> _Available data_:
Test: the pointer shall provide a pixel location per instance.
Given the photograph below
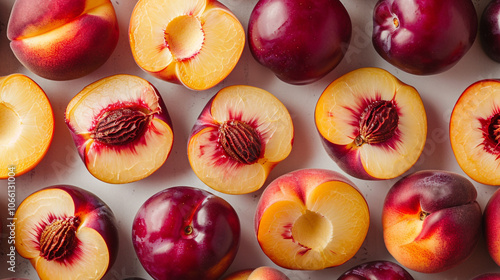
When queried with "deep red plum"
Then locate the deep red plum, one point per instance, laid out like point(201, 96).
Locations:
point(424, 37)
point(186, 233)
point(489, 31)
point(299, 40)
point(376, 270)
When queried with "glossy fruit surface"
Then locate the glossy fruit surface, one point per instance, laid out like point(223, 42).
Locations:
point(431, 220)
point(300, 41)
point(424, 37)
point(63, 39)
point(376, 270)
point(489, 31)
point(186, 233)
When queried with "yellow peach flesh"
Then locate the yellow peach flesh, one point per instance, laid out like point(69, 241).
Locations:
point(334, 118)
point(128, 164)
point(466, 136)
point(125, 163)
point(343, 218)
point(28, 124)
point(203, 45)
point(273, 123)
point(58, 203)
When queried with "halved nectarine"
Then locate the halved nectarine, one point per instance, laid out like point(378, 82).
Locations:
point(240, 136)
point(194, 43)
point(311, 219)
point(372, 125)
point(67, 233)
point(475, 131)
point(121, 128)
point(27, 124)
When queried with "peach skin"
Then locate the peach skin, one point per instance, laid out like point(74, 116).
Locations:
point(431, 220)
point(63, 39)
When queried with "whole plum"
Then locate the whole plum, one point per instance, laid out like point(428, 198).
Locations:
point(299, 40)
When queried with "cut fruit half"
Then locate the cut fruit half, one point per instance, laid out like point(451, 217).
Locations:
point(28, 124)
point(196, 43)
point(372, 125)
point(475, 131)
point(311, 219)
point(241, 134)
point(66, 233)
point(121, 128)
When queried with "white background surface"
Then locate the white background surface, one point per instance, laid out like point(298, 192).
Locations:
point(62, 165)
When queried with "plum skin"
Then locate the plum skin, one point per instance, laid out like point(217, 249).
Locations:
point(489, 31)
point(382, 270)
point(198, 234)
point(300, 41)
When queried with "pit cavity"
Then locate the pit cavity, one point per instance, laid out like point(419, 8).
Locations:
point(184, 37)
point(11, 125)
point(312, 230)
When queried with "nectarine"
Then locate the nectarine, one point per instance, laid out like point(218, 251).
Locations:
point(431, 220)
point(240, 136)
point(27, 124)
point(475, 131)
point(311, 219)
point(121, 128)
point(371, 124)
point(194, 43)
point(63, 39)
point(67, 233)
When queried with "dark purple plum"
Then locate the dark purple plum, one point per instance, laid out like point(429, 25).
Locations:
point(186, 233)
point(376, 270)
point(424, 37)
point(488, 276)
point(299, 40)
point(489, 31)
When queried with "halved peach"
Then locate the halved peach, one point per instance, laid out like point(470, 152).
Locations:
point(311, 219)
point(475, 131)
point(372, 125)
point(196, 43)
point(66, 233)
point(121, 128)
point(240, 136)
point(27, 124)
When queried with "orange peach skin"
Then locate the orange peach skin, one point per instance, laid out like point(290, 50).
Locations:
point(328, 201)
point(431, 220)
point(260, 273)
point(63, 39)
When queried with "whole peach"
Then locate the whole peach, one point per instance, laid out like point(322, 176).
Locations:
point(62, 39)
point(431, 220)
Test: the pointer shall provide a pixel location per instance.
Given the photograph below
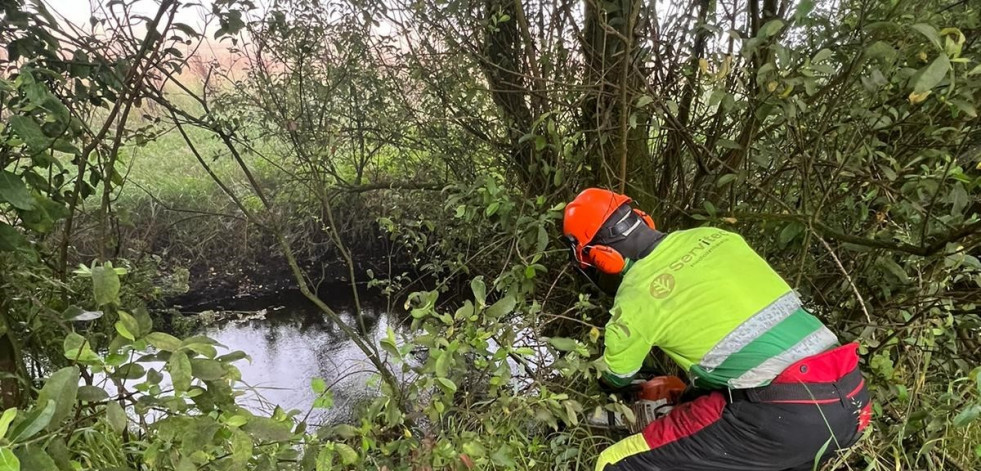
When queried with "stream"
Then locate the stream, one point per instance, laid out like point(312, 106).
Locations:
point(290, 341)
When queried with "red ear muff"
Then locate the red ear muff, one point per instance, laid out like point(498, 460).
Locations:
point(605, 259)
point(645, 217)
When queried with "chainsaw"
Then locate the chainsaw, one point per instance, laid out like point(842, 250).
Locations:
point(649, 400)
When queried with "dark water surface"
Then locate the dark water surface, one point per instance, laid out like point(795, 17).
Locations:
point(291, 341)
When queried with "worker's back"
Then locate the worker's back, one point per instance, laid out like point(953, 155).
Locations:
point(715, 306)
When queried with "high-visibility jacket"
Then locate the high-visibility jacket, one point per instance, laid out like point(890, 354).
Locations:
point(715, 307)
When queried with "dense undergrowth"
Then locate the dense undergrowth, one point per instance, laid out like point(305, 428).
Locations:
point(426, 150)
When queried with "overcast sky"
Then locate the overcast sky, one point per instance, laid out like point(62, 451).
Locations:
point(79, 11)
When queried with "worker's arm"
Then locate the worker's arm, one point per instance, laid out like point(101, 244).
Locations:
point(626, 347)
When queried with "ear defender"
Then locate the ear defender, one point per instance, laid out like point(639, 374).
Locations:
point(645, 217)
point(605, 259)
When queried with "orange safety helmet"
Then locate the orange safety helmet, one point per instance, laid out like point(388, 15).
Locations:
point(583, 219)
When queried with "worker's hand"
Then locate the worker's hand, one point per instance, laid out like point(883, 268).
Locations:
point(615, 384)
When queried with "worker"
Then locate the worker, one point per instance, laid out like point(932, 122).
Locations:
point(779, 390)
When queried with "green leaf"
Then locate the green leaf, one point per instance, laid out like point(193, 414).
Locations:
point(35, 421)
point(929, 76)
point(11, 239)
point(479, 290)
point(493, 207)
point(345, 431)
point(348, 455)
point(237, 421)
point(61, 387)
point(967, 416)
point(268, 430)
point(448, 384)
point(8, 462)
point(127, 326)
point(77, 314)
point(186, 464)
point(474, 449)
point(324, 401)
point(930, 32)
point(725, 179)
point(325, 459)
point(14, 191)
point(30, 132)
point(8, 417)
point(771, 27)
point(389, 345)
point(443, 364)
point(241, 449)
point(116, 416)
point(105, 287)
point(163, 341)
point(130, 371)
point(503, 306)
point(92, 394)
point(207, 370)
point(143, 321)
point(203, 349)
point(34, 458)
point(502, 457)
point(563, 344)
point(804, 8)
point(233, 356)
point(179, 367)
point(77, 348)
point(542, 242)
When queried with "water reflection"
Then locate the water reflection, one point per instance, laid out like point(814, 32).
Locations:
point(294, 343)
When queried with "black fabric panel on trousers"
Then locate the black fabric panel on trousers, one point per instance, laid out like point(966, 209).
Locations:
point(758, 437)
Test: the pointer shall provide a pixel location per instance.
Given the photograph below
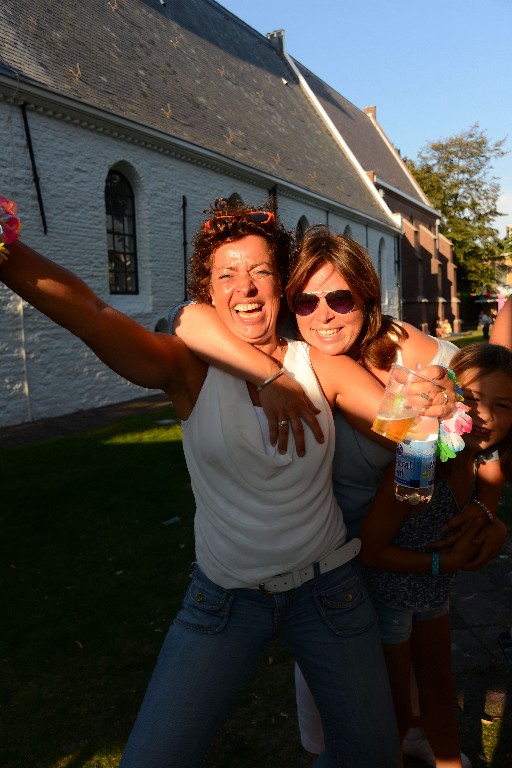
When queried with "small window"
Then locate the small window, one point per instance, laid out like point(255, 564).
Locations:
point(122, 247)
point(301, 227)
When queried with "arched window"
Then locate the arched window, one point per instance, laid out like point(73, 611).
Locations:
point(122, 246)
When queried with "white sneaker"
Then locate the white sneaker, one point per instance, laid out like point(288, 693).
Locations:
point(421, 750)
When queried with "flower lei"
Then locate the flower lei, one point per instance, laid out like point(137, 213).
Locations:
point(9, 225)
point(449, 441)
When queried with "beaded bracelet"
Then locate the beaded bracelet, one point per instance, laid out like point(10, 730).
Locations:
point(9, 225)
point(492, 518)
point(270, 379)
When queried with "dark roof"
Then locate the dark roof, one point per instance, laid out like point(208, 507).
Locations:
point(189, 69)
point(363, 138)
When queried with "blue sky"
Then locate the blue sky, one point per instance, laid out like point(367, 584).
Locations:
point(433, 68)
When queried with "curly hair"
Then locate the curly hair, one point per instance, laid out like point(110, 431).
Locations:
point(487, 359)
point(380, 336)
point(226, 223)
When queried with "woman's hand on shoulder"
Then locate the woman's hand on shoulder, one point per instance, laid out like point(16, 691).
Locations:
point(284, 400)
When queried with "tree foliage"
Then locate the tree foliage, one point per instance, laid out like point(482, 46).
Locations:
point(455, 174)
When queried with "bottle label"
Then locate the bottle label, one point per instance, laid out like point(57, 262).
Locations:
point(415, 463)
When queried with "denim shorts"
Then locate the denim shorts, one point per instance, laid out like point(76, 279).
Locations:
point(395, 624)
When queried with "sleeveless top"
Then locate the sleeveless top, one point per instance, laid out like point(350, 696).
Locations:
point(359, 462)
point(258, 515)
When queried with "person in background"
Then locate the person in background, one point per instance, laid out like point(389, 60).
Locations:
point(436, 329)
point(501, 332)
point(273, 558)
point(447, 327)
point(408, 579)
point(485, 321)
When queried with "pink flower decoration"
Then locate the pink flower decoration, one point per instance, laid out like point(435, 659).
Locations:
point(450, 441)
point(459, 422)
point(9, 221)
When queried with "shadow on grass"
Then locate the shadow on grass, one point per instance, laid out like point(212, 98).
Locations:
point(94, 567)
point(92, 574)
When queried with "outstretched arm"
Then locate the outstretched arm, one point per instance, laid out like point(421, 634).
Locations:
point(148, 359)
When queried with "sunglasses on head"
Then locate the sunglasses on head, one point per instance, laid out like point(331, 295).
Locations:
point(341, 302)
point(258, 217)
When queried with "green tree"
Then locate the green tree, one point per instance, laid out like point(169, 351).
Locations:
point(455, 174)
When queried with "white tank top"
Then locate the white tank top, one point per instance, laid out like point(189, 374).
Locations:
point(258, 515)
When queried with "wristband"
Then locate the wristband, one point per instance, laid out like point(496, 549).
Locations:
point(270, 379)
point(9, 225)
point(492, 518)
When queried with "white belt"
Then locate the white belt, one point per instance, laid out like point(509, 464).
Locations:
point(285, 581)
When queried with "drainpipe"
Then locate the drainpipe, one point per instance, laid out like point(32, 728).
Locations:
point(34, 167)
point(26, 387)
point(184, 225)
point(398, 273)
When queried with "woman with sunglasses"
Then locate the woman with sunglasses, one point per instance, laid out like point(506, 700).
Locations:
point(334, 293)
point(272, 554)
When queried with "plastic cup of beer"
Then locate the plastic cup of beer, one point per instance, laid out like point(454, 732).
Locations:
point(407, 393)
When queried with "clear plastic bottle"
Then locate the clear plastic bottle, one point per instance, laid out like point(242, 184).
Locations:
point(415, 463)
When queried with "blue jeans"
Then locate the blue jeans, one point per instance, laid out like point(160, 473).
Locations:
point(217, 638)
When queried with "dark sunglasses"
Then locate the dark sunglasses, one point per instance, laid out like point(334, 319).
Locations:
point(339, 301)
point(258, 217)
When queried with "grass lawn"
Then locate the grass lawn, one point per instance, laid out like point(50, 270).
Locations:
point(96, 541)
point(96, 551)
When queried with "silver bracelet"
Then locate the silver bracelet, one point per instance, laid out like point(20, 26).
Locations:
point(270, 379)
point(492, 518)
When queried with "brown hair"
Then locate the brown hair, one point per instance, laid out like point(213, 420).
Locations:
point(487, 359)
point(374, 347)
point(227, 223)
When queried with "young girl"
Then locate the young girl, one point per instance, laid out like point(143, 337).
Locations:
point(410, 576)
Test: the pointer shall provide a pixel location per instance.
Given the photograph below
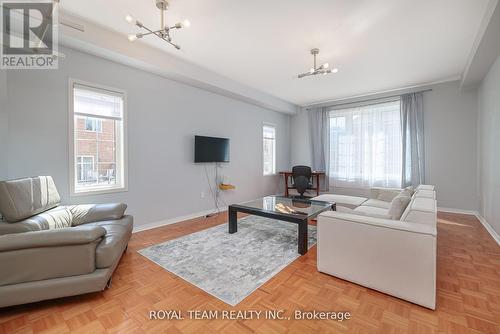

> _What is required_:
Sift the data above for lines with "small", then copy each one.

> _Response box_:
When queried with "small window"
Then locate the small window, one point per instance, laid out like point(255, 564).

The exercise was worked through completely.